GOAL — Reproduce all entries precisely as they are written.

>> Start DATA EXTRACT

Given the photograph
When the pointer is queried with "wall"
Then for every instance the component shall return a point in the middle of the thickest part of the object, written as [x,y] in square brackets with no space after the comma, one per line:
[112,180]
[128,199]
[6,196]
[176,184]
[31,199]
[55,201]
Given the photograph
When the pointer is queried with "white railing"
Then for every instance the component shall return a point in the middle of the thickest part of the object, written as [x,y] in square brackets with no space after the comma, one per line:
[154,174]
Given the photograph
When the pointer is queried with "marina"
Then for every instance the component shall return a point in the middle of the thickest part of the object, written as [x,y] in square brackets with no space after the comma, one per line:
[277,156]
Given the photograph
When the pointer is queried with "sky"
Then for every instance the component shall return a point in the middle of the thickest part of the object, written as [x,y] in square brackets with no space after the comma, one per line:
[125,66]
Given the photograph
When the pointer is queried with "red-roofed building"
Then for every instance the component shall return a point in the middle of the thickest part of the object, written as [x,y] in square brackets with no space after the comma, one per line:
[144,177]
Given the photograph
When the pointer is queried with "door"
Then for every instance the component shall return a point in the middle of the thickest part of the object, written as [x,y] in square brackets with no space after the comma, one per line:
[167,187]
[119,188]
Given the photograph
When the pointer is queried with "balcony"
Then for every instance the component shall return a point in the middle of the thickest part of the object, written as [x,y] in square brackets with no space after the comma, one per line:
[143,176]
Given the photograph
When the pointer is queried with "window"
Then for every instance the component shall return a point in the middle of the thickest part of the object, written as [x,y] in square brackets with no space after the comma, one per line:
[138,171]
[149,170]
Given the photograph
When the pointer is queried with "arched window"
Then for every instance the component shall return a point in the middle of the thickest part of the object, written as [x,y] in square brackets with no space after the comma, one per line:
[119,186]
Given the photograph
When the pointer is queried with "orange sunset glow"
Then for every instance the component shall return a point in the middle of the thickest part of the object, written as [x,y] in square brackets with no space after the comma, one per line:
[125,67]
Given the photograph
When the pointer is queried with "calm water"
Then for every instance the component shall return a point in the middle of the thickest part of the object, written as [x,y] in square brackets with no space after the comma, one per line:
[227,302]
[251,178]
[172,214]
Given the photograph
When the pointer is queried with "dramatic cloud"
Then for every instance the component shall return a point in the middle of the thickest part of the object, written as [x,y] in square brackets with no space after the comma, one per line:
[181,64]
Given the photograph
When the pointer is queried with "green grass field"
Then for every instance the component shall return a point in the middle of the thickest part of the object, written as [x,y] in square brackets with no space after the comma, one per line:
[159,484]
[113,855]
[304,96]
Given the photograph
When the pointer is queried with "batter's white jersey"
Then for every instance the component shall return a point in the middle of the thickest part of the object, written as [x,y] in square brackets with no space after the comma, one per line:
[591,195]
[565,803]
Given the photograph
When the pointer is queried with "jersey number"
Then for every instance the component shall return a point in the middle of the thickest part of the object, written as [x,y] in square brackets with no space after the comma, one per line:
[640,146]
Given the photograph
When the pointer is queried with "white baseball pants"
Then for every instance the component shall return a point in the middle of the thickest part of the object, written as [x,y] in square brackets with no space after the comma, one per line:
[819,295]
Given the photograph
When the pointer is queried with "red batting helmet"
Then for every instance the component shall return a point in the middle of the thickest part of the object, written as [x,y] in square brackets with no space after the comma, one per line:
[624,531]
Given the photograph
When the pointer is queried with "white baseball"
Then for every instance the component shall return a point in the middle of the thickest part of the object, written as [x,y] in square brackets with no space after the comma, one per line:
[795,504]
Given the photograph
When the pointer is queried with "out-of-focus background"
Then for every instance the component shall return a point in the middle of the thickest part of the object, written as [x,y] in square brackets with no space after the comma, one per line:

>> End DATA EXTRACT

WORKED SOLUTION —
Given the photograph
When the pointer is queried with "wall"
Then for every instance the component shall return a point in the middle of the thickest part of the object, written as [x,y] in square brackets with no space after the comma, one per line:
[112,180]
[128,199]
[6,196]
[176,184]
[31,199]
[55,201]
Given the photograph
When the pointer is queried with "white railing"
Then for every instance the component shall return a point in the middle of the thickest part of the object, written as [x,y] in square brackets with no space after the comma, one per line:
[154,174]
Given the photograph
When the pointer is queried with "marina"
Then for every instance the component shall return a point in the middle of the thickest part of the object, written as [x,y] in square brackets with no space after the comma, one per line:
[277,156]
Given the photograph
When the pointer is queried with "sky"
Then for every instance the component shall return a point in the middle of the thickest part of the object, written as [x,y] in square brackets with no space after the comma, one per line:
[125,66]
Given the photograph
When the pointer is queried with "red-roofed building"
Then for every instance the component shall return a point in the middle of the thickest part of the object, written as [x,y] in square brackets with no space after the comma, one per line:
[144,177]
Given the photograph
When the pointer is queried with "door"
Then for every instance the component shall return a point in the middle of the thickest part of the object, written as [x,y] in square brackets with no space after the comma, one per line:
[167,187]
[119,188]
Given the photograph
When the pointer is queried with "balcony"
Then for every instance the component shall return a point in the middle of the thickest part of the object, written as [x,y] in square brackets with no space after the comma, one per line:
[143,176]
Given the photograph
When the pointer is queried with "window"
Then for every instance the component shall return a point in the middle of the thickest part of the object, written as [x,y] in square brackets with no space after the comma, one per line:
[138,171]
[149,170]
Given the photograph
When the pointer is queried with "arched window"
Then for every instance the component shall return a point in the middle of the thickest part of the object, written as [x,y] in square brackets with no space after the comma, one per line:
[119,186]
Given the photograph
When the pointer is queried with "orange sunset glow"
Then for every instance the component shall return a point in the middle of the thickest part of the object, written as [x,y] in square brackets with no space after the comma, one per line:
[125,67]
Given the photograph
When the pointer is queried with "calm water"
Then for every instance the component shall return a point in the middle of the thickest part of the object, written as [x,y] in square brackets with no space after the comma, one per line:
[227,302]
[251,178]
[172,214]
Given the photograph
When the pointer is queried with "dramatic cloud"
Then for every instance the component shall return a point in the middle of the thickest part of the object, written as [x,y] in square brackets with no space after the comma, one per line:
[181,64]
Given the photograph
When the pointer is queried with "green grass field"
Then for every instance the component shall return a point in the middle of the thickest part of the object, written as [x,y] in square brackets with no space after the comma, one per line:
[159,484]
[113,855]
[304,96]
Given the photograph
When the pointer is queried with "batter's white jersey"
Then for every instance the component shall return a point in the middle of the thickest part of the object, written as [x,y] in square brackets with no space after the comma, one per line:
[591,195]
[565,803]
Given the photograph
When the pointer is queried with "jersey number"
Then for every instance the component shall return a point in the middle of the thickest part of the object, written as [x,y] in square brackets with no space after the comma, one per line:
[640,146]
Given the photograph
When the pointer is queried with "white baseball pants"
Then for every instance the component shall return a point in the middle of the thickest part of the object, written as [x,y] in square brackets with no space after the comma, one per line:
[819,295]
Given the photograph
When the pointer is queried with "red batting helmet"
Then for every instance the component shall return a point in the middle of the thickest part of the object, written as [x,y] in square brackets with no space after the comma, one per line:
[624,531]
Given the photograph
When the pointer is queried with "white baseball"
Then for every instance the component shall return a point in the middle of the thickest part of the object, written as [x,y] in square brackets with no space after the comma, one per line:
[795,504]
Given the photograph
When the pointer is queried with "out-of-focus background"
Then for every instance the component shall return a point in the middle of the thickest part of the object, written as [x,y] in square brackets with no space after the comma, one per line:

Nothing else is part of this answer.